▶ [Directions for this task]:
Determine how many lines in the records that follow hold the string "below". Only that number should be returned.

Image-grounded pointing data

=== Begin Enclosure ===

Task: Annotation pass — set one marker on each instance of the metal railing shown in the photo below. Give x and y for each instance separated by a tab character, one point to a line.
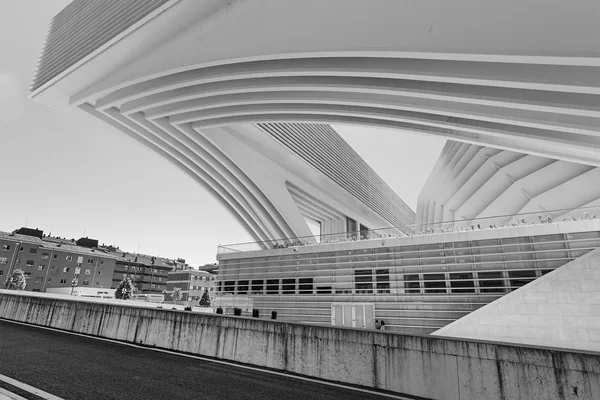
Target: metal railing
475	224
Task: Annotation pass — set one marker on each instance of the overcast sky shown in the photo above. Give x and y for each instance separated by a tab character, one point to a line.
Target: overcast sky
74	176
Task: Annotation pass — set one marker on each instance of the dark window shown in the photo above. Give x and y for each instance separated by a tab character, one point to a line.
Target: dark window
257	286
383	280
288	286
272	286
323	289
364	231
351	227
363	281
491	282
462	283
434	283
412	284
229	286
305	286
521	278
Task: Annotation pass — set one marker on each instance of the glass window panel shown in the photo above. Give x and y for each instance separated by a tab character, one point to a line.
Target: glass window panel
323	289
305	286
462	283
288	286
412	284
491	282
363	281
383	280
257	286
434	283
242	287
272	286
229	286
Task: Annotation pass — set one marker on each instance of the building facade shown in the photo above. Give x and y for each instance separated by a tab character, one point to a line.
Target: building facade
148	273
193	283
416	284
54	265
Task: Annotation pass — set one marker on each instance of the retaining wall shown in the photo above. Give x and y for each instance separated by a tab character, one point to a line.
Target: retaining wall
560	309
426	366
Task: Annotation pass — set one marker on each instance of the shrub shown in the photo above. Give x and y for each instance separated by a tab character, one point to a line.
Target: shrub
16	281
176	295
125	289
205	300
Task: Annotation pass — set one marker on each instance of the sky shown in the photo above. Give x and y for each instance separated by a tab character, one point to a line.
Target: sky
74	176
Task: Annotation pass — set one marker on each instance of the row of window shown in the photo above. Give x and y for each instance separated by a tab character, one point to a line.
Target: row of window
378	281
466	248
135	276
203	278
46	256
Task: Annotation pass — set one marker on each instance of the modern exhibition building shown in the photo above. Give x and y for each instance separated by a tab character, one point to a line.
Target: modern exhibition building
240	94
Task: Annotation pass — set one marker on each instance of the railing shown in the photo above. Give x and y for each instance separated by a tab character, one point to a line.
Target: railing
475	224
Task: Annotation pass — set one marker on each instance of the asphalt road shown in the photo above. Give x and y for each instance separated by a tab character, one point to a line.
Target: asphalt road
80	368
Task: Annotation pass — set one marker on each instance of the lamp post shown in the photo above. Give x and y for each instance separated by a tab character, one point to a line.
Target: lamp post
74	283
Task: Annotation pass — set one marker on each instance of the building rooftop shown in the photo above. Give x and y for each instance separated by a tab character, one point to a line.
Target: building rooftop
77	249
20	238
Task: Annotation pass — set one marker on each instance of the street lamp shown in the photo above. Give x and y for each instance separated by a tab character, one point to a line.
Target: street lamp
74	283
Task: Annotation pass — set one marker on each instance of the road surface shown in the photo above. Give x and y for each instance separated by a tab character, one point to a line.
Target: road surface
80	368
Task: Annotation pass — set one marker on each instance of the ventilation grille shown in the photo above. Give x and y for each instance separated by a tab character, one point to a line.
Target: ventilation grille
323	148
82	27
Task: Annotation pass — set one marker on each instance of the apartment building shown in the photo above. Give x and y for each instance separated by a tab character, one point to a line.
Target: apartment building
193	283
53	264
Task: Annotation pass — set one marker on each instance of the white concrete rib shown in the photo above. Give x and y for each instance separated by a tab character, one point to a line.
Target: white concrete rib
546	110
504	183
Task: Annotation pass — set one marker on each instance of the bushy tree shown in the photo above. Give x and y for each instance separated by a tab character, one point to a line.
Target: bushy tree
16	280
205	300
176	295
125	290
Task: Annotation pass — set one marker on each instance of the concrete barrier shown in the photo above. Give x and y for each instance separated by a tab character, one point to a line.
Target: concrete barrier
425	366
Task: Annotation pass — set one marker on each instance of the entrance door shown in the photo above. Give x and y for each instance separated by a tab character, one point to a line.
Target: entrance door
353	315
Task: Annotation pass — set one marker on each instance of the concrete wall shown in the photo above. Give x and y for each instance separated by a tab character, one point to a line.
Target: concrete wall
436	368
560	309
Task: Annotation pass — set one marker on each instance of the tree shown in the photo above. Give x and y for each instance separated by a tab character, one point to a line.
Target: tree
176	295
125	290
16	280
205	300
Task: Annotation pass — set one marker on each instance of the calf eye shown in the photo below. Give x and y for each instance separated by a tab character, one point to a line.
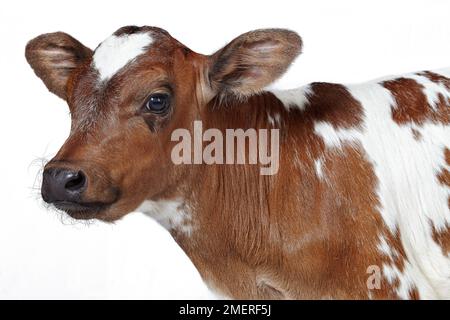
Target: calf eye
158	103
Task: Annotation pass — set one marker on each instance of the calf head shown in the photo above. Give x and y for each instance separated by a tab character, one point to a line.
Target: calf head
126	98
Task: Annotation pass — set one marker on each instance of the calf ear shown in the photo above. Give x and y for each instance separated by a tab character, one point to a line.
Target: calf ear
252	61
53	57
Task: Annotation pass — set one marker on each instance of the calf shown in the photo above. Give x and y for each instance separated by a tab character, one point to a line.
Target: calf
358	208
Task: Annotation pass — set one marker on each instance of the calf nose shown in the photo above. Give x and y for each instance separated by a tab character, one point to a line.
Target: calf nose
60	184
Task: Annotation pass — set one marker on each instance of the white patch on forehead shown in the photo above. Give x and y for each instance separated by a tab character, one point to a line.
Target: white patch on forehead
171	214
293	98
116	51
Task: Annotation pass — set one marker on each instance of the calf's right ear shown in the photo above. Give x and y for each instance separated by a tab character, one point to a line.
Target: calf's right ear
53	57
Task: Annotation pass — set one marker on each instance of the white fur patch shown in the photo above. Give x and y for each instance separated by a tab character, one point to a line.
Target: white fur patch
411	197
171	214
117	51
293	98
412	200
318	165
336	137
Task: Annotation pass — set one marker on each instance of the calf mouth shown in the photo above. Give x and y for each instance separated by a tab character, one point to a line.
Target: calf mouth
82	210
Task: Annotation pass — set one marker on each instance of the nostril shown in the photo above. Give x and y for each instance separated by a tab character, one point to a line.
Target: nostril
76	182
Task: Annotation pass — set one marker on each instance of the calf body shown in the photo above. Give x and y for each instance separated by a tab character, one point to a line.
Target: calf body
358	209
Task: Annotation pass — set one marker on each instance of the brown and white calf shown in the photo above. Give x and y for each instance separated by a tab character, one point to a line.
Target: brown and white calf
358	209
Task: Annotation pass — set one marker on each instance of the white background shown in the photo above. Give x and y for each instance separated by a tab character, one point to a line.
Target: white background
43	255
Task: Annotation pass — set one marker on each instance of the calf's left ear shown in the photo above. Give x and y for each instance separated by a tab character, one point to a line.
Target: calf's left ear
252	61
53	57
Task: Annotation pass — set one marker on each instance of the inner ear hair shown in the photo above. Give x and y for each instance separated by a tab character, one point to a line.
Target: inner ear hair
53	57
252	61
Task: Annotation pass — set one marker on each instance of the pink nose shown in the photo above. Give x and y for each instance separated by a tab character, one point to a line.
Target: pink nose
63	185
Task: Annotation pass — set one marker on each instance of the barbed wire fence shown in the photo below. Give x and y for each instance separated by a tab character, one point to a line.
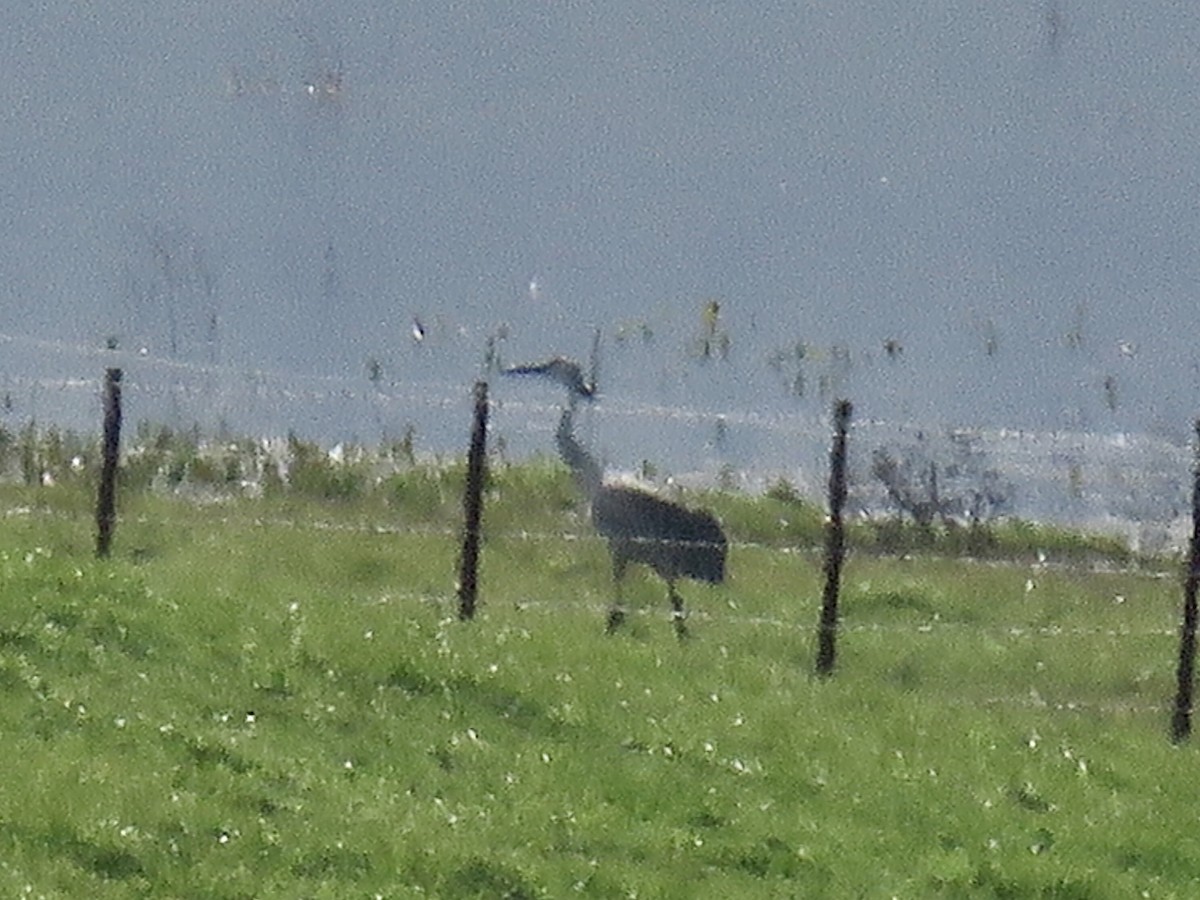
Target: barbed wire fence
1030	455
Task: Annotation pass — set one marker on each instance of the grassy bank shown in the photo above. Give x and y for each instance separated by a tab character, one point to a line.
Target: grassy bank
274	697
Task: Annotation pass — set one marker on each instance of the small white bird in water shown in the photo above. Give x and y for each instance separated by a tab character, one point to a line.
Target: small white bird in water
562	370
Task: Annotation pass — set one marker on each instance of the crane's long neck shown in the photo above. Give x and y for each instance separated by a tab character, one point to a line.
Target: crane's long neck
587	472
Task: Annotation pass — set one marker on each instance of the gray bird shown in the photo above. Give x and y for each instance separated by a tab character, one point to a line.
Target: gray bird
672	540
567	372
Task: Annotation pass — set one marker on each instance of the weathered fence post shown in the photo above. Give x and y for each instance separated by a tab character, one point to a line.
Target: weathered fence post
106	499
1181	720
835	540
473	507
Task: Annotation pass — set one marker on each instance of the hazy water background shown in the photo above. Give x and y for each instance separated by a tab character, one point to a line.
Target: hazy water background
977	219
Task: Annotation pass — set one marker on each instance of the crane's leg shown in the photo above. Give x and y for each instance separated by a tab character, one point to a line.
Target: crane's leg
677	612
617	611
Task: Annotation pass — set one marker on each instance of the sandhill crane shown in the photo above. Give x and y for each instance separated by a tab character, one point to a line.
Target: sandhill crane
672	540
564	371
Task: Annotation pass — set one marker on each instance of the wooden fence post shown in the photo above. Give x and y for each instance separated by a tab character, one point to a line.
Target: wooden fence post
1181	720
473	507
106	499
835	540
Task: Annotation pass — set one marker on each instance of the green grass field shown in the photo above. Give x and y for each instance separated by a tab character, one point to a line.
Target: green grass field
275	699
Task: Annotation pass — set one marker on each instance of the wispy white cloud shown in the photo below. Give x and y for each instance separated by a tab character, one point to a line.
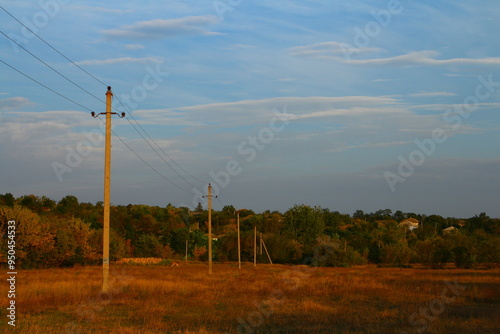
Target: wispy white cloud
102	10
161	28
329	50
425	58
341	52
133	46
122	60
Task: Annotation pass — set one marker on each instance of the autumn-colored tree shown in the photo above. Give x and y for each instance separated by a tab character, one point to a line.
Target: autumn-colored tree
34	238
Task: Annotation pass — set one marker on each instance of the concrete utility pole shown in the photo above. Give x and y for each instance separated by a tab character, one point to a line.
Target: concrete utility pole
255	246
239	244
107	189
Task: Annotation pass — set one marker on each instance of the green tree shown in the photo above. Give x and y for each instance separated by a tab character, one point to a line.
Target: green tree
33	236
305	224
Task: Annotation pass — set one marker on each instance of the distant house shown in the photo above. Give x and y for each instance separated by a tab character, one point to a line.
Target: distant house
448	230
410	223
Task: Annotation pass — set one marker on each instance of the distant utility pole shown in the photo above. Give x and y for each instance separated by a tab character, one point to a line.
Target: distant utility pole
209	196
107	187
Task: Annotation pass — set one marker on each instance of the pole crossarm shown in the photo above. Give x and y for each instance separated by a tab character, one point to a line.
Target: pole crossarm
209	196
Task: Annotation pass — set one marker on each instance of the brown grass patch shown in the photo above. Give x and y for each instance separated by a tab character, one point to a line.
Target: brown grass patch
268	299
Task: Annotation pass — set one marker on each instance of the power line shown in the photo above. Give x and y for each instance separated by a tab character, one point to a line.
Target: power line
137	155
53	48
94	96
46	87
159	147
114	133
53	69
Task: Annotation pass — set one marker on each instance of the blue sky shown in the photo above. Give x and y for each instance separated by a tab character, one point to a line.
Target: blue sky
343	104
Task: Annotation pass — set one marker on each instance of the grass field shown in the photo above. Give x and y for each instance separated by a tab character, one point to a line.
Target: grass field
268	299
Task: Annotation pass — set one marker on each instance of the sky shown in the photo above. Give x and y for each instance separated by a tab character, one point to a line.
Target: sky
345	105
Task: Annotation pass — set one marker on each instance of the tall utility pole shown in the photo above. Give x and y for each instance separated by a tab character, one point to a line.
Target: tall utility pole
107	187
209	196
239	244
255	246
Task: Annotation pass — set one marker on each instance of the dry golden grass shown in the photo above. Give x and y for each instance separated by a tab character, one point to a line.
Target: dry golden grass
268	299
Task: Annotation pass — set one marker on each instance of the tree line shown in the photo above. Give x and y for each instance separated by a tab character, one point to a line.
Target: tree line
67	232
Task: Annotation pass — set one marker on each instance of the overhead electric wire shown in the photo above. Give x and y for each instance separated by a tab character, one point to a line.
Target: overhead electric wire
53	69
130	148
94	96
161	149
114	133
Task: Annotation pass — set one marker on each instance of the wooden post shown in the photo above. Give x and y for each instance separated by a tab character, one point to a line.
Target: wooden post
209	229
255	246
239	243
107	189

=== End Enclosure ===

▶ [Solved problem]:
4